And the OS behavior has everything to do with it, that's the whole context of this discussion: Linux lying to programs about memory and having to deal with the consequences in a really dumb way.

> But programs do tons of small allocations all the time

Mine don't, at least they don't allocate a bunch of small shit from the OS all the time[0], that's slow. Again I suspect learned helplessness here: people have been doing it a certain way for so long they don't even consider alternatives.

[0] Actually, come to think of it I don't think most malloc implementations do it differently.



I think you are missing the point of an OOM kill. The intention is to keep the SYSTEM healthy, not any one application. Let me assure you, system-wide, this policy is sane. Do you have any idea what happens when the kernel is not able allocate when it needs to? Bad things.

This is different from whether applications handle this reality well (by and large, they do not). You are 100% correct with this. As is the poster who says fixing it is next to impossible (given the wide amount of deployed, critical software). I think if you actually dive into this, you will find Windows does not handle this as gracefully as you want to believe it does.

### DATA LINES
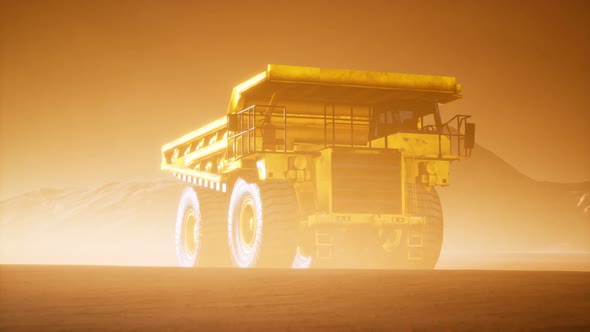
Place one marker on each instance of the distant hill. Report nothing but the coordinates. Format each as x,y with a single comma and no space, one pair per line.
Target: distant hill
489,207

### YOUR TASK
Continue the forum discussion about Linux memory overcommit and the OOM killer, picking up after its final sentence.

### ANSWER FOR THE TASK
Everyone says "turn of overcommit" as if it is a general solution. This works only when you have tight control of what runs on the system, and it is tailored for a specific application or deployment that behaves well. And guess what? If this is you, then you already know how to disable overcommit in the kernel build for the custom OS you are building for your product. I will leave it as an exercise for the reader to determine if the policy of crashing the current process is a better strategy than what the OOM killer does (it favors to reap shorter-lived and larger-RSS processes).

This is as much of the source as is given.